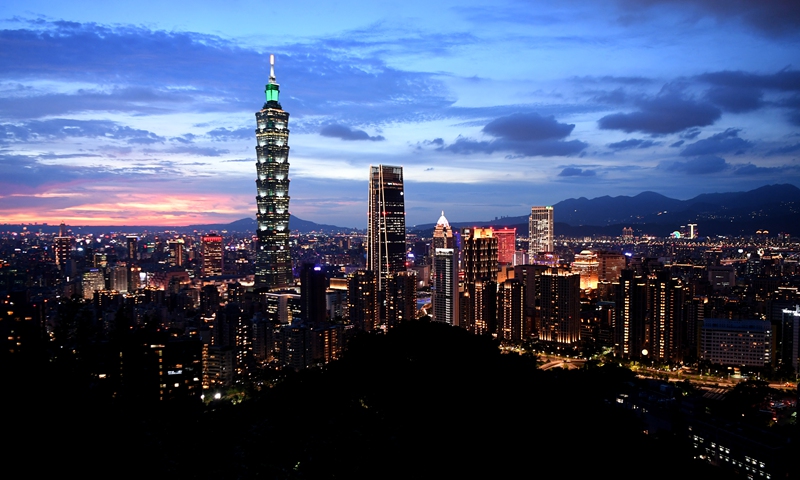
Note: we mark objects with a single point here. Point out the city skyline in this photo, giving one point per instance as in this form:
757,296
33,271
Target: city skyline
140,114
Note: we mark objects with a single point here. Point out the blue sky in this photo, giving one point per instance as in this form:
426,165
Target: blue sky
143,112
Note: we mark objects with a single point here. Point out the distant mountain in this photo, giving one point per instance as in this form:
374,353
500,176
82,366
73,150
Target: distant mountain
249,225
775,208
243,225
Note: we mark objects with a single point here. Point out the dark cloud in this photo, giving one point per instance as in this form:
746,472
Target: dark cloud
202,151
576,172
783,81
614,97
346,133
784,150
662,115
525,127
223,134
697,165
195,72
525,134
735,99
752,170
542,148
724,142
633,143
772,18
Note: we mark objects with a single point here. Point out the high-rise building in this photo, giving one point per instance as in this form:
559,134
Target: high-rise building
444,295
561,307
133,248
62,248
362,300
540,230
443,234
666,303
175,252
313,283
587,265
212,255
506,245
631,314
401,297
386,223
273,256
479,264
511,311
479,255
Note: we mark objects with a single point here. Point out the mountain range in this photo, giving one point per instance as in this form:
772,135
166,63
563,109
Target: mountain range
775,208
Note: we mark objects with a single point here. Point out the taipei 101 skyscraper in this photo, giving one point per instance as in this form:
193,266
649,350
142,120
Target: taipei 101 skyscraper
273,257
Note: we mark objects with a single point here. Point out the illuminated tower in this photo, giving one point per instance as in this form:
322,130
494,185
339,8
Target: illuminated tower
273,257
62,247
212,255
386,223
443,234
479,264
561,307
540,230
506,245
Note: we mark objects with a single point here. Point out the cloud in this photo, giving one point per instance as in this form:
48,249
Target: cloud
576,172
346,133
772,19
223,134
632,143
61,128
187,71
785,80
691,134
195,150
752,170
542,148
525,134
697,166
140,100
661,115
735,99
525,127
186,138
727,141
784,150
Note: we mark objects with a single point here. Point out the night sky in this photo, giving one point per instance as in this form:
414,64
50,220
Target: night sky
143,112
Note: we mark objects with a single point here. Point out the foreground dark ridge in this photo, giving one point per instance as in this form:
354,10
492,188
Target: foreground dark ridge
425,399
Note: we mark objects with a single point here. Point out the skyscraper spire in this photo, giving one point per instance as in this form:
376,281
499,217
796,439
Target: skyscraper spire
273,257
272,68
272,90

:::

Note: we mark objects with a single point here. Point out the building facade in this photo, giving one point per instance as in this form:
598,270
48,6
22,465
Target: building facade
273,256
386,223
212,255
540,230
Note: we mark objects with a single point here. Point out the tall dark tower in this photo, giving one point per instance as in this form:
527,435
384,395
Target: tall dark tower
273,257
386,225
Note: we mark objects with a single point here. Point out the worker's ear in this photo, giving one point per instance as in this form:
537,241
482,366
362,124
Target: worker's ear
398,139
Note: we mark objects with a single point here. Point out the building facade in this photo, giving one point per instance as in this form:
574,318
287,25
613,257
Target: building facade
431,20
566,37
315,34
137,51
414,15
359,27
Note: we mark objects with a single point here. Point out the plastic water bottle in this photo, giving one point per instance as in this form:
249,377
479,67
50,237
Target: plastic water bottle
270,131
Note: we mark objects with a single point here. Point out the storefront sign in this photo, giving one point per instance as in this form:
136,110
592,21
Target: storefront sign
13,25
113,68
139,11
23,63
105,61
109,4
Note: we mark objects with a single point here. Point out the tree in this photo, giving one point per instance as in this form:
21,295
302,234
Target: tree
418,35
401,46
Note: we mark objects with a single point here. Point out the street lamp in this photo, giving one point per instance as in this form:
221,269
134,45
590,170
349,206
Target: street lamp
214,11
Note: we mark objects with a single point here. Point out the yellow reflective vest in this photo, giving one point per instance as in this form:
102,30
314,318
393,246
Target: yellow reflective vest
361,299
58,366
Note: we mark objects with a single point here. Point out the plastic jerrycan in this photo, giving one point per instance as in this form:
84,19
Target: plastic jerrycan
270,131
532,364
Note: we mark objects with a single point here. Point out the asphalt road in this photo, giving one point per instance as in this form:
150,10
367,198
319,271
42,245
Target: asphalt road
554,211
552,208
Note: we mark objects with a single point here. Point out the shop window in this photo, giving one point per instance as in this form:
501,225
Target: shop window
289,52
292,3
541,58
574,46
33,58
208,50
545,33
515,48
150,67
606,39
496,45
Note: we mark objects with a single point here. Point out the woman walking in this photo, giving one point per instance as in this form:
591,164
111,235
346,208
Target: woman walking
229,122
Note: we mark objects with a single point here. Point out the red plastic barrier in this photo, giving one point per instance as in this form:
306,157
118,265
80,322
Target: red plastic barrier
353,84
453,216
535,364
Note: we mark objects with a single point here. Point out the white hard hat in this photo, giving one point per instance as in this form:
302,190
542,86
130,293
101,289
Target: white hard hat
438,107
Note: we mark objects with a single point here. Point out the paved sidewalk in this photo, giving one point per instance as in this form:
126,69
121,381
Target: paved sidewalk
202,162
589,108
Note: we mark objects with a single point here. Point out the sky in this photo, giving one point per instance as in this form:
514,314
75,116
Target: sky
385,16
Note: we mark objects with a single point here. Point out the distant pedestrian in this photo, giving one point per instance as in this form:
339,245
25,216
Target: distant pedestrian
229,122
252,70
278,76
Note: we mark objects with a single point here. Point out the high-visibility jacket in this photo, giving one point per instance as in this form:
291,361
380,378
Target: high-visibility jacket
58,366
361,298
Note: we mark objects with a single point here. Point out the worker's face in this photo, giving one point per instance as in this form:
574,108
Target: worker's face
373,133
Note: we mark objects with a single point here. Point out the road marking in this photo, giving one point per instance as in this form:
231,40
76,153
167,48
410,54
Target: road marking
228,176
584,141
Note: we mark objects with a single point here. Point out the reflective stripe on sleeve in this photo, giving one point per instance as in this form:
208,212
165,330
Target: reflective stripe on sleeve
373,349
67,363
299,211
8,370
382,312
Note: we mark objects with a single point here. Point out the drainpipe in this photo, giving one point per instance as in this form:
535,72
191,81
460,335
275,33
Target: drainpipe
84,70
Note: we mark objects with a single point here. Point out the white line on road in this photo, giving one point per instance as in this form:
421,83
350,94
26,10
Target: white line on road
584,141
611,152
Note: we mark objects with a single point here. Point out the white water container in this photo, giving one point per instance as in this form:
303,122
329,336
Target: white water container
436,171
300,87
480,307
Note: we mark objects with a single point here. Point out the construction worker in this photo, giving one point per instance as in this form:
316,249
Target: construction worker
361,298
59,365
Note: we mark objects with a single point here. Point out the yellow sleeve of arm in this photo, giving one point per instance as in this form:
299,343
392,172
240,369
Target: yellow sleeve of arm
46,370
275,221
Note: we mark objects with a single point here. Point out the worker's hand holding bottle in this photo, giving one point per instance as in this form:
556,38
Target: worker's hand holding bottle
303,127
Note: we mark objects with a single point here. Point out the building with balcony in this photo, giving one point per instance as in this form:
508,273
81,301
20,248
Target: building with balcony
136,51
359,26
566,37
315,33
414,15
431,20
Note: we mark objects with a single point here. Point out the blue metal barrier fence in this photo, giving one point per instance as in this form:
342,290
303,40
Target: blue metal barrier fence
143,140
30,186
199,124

:::

What is needed: Count the lines in the data above that contain the word "spire" and reply with the number alone.

Answer to this task: 2